• Stated exercise
Write out, please, the line containing "the white surface?" together with all lines after it, up to and including the last one, with no other output.

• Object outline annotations
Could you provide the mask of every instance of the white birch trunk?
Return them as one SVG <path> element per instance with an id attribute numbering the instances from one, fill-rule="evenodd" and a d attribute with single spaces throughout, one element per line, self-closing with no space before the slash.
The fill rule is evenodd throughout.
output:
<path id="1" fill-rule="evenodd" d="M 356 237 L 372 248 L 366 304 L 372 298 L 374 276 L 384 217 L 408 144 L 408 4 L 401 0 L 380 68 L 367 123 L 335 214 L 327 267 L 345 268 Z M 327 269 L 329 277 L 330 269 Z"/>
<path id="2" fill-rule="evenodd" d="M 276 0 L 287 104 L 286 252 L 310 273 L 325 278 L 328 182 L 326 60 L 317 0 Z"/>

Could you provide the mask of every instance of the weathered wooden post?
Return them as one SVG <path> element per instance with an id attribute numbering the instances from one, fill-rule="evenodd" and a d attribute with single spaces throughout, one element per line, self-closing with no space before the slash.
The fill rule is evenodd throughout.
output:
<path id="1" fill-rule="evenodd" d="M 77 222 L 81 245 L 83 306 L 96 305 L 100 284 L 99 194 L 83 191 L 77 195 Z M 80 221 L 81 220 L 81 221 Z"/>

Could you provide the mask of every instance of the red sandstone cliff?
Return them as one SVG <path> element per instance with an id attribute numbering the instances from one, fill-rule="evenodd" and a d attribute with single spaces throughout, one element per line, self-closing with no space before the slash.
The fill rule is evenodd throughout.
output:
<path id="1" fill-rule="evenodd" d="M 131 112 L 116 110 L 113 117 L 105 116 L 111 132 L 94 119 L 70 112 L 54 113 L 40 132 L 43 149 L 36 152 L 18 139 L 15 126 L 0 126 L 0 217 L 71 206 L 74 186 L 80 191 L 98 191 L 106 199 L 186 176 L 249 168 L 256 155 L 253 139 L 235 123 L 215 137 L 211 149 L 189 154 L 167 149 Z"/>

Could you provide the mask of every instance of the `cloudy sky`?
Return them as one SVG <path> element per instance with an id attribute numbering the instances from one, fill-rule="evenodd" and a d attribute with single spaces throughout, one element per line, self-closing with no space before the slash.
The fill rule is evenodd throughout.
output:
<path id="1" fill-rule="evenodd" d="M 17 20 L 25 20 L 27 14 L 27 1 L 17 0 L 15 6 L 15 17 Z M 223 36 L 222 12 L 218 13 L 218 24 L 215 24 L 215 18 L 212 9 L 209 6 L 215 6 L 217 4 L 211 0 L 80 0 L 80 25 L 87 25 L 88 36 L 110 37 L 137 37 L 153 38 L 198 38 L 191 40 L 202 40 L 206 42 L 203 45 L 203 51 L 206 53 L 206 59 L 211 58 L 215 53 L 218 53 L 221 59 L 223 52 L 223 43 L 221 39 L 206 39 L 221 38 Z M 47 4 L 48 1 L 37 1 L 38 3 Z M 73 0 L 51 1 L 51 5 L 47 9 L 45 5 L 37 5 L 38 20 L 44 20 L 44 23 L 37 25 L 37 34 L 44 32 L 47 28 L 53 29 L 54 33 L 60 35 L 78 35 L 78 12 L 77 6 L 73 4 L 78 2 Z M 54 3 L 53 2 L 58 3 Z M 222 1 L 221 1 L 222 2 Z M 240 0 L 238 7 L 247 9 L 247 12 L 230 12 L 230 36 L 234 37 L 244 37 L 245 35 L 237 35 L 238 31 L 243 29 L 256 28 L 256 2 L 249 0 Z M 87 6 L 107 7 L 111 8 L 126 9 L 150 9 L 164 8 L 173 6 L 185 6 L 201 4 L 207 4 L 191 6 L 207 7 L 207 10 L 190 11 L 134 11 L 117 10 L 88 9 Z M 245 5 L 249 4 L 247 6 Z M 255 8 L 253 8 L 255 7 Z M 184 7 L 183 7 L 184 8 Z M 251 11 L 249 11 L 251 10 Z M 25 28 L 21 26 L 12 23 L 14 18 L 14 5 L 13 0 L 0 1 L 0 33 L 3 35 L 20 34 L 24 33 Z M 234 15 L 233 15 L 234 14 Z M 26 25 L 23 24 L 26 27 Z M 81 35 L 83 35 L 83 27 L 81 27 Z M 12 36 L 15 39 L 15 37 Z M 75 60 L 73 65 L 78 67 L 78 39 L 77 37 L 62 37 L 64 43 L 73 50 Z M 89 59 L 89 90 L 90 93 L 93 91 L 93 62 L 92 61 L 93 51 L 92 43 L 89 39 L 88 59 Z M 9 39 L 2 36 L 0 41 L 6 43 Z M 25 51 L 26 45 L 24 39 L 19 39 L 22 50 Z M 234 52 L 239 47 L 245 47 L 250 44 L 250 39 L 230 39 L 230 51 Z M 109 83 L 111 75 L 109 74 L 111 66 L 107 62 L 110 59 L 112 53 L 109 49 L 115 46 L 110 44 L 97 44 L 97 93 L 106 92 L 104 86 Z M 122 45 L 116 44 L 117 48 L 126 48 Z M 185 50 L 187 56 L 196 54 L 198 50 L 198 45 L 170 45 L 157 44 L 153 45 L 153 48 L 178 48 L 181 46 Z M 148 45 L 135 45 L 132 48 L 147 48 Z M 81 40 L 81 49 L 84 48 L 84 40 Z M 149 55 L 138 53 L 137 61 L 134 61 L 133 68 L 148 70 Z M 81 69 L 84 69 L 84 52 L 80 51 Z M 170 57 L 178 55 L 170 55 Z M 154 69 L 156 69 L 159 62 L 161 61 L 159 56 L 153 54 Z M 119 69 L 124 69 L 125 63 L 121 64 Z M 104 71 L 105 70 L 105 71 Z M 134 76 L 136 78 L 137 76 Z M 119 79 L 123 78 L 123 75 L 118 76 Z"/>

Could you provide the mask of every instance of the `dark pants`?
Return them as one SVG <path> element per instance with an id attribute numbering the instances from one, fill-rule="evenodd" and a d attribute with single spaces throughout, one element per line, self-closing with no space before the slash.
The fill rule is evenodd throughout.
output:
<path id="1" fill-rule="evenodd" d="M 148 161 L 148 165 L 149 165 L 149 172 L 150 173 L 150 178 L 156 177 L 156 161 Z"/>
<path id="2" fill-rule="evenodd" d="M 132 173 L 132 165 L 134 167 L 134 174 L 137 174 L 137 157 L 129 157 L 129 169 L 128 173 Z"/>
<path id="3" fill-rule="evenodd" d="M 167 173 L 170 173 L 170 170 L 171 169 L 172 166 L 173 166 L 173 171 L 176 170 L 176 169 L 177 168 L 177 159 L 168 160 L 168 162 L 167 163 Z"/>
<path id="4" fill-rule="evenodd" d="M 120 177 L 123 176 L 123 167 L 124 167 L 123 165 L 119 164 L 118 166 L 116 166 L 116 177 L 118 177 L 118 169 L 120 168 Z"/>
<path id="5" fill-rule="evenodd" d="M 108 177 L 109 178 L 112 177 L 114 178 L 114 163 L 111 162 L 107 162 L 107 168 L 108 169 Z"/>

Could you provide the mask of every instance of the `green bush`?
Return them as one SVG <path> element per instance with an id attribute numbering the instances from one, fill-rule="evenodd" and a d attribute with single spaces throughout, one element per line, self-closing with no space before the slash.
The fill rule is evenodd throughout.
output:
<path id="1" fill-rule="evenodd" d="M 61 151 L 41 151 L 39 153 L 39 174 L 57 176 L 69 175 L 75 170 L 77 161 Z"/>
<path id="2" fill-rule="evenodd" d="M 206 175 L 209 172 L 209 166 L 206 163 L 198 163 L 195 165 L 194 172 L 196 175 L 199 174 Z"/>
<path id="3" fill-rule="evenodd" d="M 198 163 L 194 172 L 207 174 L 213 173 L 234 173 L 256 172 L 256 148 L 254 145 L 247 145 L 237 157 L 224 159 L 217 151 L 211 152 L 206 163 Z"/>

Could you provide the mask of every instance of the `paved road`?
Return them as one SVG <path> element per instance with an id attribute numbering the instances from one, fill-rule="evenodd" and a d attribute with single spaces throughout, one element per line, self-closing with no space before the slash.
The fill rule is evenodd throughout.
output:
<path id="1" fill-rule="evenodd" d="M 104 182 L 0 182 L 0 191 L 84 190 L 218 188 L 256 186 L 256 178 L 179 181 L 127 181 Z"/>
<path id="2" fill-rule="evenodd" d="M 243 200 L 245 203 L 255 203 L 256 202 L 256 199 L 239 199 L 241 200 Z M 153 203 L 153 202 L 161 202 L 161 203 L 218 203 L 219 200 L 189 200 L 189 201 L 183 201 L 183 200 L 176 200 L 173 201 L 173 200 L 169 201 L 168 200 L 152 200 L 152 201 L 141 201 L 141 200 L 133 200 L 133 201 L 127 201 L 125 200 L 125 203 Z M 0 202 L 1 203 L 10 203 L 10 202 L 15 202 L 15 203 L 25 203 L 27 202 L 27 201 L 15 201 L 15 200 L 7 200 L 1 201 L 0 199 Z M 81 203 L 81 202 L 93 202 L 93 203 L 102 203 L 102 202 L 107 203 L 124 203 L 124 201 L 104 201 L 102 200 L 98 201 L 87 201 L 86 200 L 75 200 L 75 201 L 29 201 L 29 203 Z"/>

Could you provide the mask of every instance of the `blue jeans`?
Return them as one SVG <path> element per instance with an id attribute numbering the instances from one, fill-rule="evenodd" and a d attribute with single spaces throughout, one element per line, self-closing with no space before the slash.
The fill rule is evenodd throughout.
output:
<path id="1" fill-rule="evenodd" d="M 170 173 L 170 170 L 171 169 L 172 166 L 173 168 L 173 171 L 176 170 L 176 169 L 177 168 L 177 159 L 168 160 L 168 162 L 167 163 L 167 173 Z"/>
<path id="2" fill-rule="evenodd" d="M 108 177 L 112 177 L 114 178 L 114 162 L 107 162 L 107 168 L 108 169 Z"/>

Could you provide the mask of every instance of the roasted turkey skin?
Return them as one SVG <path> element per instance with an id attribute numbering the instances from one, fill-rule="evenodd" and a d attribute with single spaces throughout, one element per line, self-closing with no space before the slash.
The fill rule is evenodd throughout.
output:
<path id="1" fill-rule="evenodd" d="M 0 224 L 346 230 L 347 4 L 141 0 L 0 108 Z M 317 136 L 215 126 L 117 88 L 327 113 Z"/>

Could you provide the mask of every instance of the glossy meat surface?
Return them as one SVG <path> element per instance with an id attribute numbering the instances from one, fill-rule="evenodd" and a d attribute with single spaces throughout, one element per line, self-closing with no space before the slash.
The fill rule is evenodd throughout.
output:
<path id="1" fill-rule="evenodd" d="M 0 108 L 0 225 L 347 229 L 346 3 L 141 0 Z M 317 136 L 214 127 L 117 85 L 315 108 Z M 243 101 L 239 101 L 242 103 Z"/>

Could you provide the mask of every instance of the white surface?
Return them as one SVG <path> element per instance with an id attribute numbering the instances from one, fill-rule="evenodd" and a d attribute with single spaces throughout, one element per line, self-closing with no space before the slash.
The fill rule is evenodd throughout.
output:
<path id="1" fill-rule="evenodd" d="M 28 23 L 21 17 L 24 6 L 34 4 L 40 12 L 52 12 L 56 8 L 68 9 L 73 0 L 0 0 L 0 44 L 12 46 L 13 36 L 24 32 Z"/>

• Answer for this exercise
Could you provide the mask of every instance of the white surface?
Return them as one SVG <path> element per instance with an id attribute numbering the instances from one, fill-rule="evenodd" and a d attribute with single spaces throughout, one element per line, self-closing with no space before the slash.
The fill rule is evenodd throughout.
output:
<path id="1" fill-rule="evenodd" d="M 28 23 L 21 17 L 24 6 L 34 4 L 40 12 L 52 12 L 56 8 L 68 9 L 73 0 L 0 0 L 0 44 L 12 46 L 13 36 L 24 32 Z"/>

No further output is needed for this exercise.